_TASK DETAILS_
Transcribe the line with "For every instance of the chocolate" and all the lines that follow it in the material below, exactly as they stand.

_DATA SHOWN_
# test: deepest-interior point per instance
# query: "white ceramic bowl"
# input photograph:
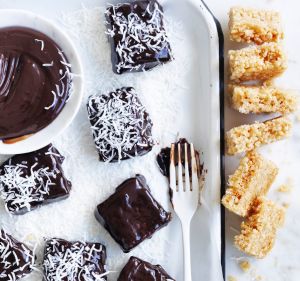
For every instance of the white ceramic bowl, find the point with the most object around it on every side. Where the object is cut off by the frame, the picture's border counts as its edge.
(63, 120)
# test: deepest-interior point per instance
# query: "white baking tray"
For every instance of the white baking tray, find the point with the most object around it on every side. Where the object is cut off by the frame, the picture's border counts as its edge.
(182, 98)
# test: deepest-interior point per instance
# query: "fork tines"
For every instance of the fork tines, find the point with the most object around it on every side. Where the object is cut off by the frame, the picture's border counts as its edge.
(186, 177)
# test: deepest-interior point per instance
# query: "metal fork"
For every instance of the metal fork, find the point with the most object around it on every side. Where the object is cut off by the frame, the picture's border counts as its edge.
(186, 192)
(185, 197)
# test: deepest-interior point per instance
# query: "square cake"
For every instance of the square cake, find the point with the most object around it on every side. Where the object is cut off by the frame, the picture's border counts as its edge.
(76, 261)
(121, 126)
(30, 180)
(137, 36)
(16, 259)
(137, 269)
(131, 214)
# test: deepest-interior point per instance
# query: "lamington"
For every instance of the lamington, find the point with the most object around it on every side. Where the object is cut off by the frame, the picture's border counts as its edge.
(132, 214)
(252, 179)
(261, 99)
(248, 137)
(76, 261)
(120, 124)
(137, 35)
(16, 259)
(137, 269)
(262, 62)
(254, 26)
(30, 180)
(258, 232)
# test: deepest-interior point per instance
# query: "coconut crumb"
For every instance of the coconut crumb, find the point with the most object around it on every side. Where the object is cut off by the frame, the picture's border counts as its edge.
(285, 205)
(231, 278)
(284, 188)
(245, 265)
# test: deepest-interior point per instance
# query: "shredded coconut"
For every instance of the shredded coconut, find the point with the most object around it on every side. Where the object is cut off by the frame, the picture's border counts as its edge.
(12, 267)
(120, 124)
(140, 36)
(73, 261)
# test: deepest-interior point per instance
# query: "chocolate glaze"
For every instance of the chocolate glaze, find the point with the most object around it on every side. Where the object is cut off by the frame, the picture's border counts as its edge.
(46, 158)
(163, 158)
(131, 214)
(9, 268)
(148, 58)
(26, 85)
(61, 254)
(137, 269)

_REPLY TO THE TASK_
For every instance of the chocolate glaze, find the point with the most object around it on every side. Where the object is cut off by the frame, the picture's border counts as its edge.
(46, 158)
(163, 158)
(131, 214)
(9, 268)
(148, 58)
(26, 85)
(61, 254)
(137, 269)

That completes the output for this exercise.